* _Cosa fare_:
Nel brano sulla realtà costruita dal giornalismo, quale giornale sarebbe diventato quello di chi scrive?

Molti anni fa, quando ero un giovanissimo cronista, rimasi colpito dalla frase di un anziano redattore di quello che sarebbe diventato il mio giornale, L’Arena di Verona.
Disse un giorno il giornalista, capelli grigi e camicia trattenuta da due bretelle sui pantaloni di fustagno verde bottiglia: “Se qualcosa che è successa non la scriviamo noi, stai sicuro, giovanotto, che non è mai accaduta”.
Rimasi affascinato da quell’uscita, fatta sbuffando la sigaretta Marlboro, rigorosamente di contrabbando.
Molto tempo dopo, avrei incontrato l’interazionismo simbolico. Ovvero, quell’approccio filosofico per cui la realtà sociale non è data. La realtà viene, invece, costruita e ricostruita di continuo, attraverso l’uso di simboli e linguaggi.
Noi giornalisti – ho scoperto con il tempo – di costruzioni e ricostruzioni senza fondamento, di cose che non esistono, ne facciamo e rifacciamo ogni giorno.
Come canta Roberto Vecchioni, in Per amore mio, “Ma più bello di averti è quando ti disegno / Niente ha più realtà del sogno”.
La realtà costruita e quella che non c’è
Nel 2017, d’estate, a Genova intervistai un signore che si era occupato delle intercettazioni telefoniche al tempo del caso di Milena Sutter, la vicenda giudiziaria di cui mi occupo da molti anni.
Nel contestargli l’orario di un’intercettazione telefonica che smentiva la ricostruzione giudiziaria, dissi all’ex sbirro: “Concorda sul fatto che le cose sono andate diversamente? E che quindi i documenti giudiziari mentono sul punto?”.
Al che, il signore mi rispose: “Corte, ha ragione. Le cose accaddero come lei le ha descritte. Tuttavia sono andate diversamente”.

* _Record elencati_:
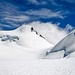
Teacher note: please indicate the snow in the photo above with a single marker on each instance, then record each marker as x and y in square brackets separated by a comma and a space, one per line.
[22, 44]
[38, 67]
[67, 44]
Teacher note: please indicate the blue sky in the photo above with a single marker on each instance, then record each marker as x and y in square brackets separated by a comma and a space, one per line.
[14, 13]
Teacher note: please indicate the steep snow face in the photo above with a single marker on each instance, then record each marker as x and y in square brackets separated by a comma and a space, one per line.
[22, 43]
[67, 44]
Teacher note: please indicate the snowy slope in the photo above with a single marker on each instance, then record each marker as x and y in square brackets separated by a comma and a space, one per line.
[67, 45]
[22, 44]
[38, 67]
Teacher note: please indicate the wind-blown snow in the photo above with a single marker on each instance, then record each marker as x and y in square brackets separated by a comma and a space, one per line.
[38, 67]
[67, 44]
[22, 43]
[20, 48]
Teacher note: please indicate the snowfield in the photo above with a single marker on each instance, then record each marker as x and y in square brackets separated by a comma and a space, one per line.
[38, 67]
[23, 52]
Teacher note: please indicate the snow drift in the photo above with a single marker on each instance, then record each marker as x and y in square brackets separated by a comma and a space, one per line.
[67, 45]
[22, 43]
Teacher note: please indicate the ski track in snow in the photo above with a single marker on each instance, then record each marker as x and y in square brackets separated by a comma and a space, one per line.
[38, 67]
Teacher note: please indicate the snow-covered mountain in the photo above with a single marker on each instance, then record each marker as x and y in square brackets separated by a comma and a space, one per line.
[23, 43]
[66, 46]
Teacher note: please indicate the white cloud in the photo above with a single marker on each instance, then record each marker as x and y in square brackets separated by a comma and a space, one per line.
[46, 13]
[18, 18]
[51, 32]
[37, 2]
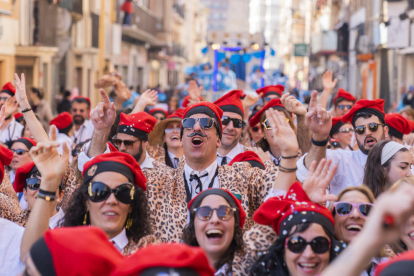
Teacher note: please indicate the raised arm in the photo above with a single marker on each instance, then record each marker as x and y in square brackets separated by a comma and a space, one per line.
[102, 117]
[36, 127]
[51, 167]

* _Soluzione_:
L’Arena di Verona.